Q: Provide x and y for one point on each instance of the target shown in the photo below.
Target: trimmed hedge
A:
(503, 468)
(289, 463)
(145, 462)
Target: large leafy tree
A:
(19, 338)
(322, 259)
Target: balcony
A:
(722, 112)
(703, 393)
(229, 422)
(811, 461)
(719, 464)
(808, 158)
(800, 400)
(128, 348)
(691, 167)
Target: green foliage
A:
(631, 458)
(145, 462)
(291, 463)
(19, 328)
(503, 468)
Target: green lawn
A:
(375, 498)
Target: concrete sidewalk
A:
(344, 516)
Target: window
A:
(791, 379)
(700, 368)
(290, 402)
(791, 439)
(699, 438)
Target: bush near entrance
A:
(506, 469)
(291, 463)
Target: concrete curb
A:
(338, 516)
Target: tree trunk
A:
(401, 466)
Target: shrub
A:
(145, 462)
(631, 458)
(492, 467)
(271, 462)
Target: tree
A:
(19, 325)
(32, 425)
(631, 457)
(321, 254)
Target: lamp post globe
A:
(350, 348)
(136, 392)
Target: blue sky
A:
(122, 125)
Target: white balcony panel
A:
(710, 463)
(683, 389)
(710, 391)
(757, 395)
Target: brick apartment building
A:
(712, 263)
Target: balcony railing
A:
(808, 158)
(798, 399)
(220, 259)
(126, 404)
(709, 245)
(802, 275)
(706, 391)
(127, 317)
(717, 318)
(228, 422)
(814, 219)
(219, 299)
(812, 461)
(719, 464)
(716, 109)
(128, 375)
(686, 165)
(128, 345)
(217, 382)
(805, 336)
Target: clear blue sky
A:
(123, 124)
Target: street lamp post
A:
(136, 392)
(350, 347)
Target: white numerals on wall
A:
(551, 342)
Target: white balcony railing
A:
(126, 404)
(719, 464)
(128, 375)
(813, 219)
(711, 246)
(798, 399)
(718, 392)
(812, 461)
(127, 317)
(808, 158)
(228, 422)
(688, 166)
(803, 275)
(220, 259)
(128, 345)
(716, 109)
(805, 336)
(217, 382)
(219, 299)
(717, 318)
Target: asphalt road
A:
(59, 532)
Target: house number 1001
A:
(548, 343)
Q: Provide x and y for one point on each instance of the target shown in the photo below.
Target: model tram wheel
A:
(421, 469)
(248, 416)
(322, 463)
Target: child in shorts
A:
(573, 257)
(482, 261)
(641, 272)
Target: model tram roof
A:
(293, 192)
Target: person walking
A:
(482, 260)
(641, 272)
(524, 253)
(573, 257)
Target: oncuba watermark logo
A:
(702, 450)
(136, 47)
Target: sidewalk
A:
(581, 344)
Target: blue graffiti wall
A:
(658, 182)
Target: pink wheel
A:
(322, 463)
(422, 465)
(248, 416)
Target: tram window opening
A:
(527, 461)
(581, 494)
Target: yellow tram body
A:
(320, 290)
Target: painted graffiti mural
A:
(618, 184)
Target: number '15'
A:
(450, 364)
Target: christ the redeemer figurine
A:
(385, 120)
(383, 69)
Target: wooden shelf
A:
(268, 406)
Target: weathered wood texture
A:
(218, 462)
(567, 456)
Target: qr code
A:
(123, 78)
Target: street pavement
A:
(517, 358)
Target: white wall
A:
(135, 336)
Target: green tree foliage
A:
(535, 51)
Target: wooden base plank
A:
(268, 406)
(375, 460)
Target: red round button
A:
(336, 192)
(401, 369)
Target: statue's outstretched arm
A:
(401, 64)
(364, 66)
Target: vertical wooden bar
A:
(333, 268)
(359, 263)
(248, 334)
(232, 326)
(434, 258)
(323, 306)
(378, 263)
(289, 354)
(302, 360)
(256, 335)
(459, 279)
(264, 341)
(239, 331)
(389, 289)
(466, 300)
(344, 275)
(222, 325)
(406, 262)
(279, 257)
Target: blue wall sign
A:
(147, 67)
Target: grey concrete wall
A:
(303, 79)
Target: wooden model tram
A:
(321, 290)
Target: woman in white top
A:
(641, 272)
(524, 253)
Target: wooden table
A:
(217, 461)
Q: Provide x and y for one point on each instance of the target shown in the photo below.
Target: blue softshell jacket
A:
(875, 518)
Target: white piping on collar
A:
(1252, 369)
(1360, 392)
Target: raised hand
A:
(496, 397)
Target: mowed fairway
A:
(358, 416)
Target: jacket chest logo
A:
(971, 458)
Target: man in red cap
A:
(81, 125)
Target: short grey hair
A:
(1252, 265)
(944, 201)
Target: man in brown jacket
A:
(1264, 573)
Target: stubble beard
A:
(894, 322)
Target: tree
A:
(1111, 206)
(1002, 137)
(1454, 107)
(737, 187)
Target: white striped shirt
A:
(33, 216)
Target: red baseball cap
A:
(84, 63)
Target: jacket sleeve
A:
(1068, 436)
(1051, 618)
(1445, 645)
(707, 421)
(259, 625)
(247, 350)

##########

ASSIGNMENT> Scan the listing above, and wherever a line holds the word "jacket", copy it.

EXERCISE RESULT>
Target: blue softshell jacket
Target: jacket chest logo
Target: man in brown jacket
Target: jacket sleeve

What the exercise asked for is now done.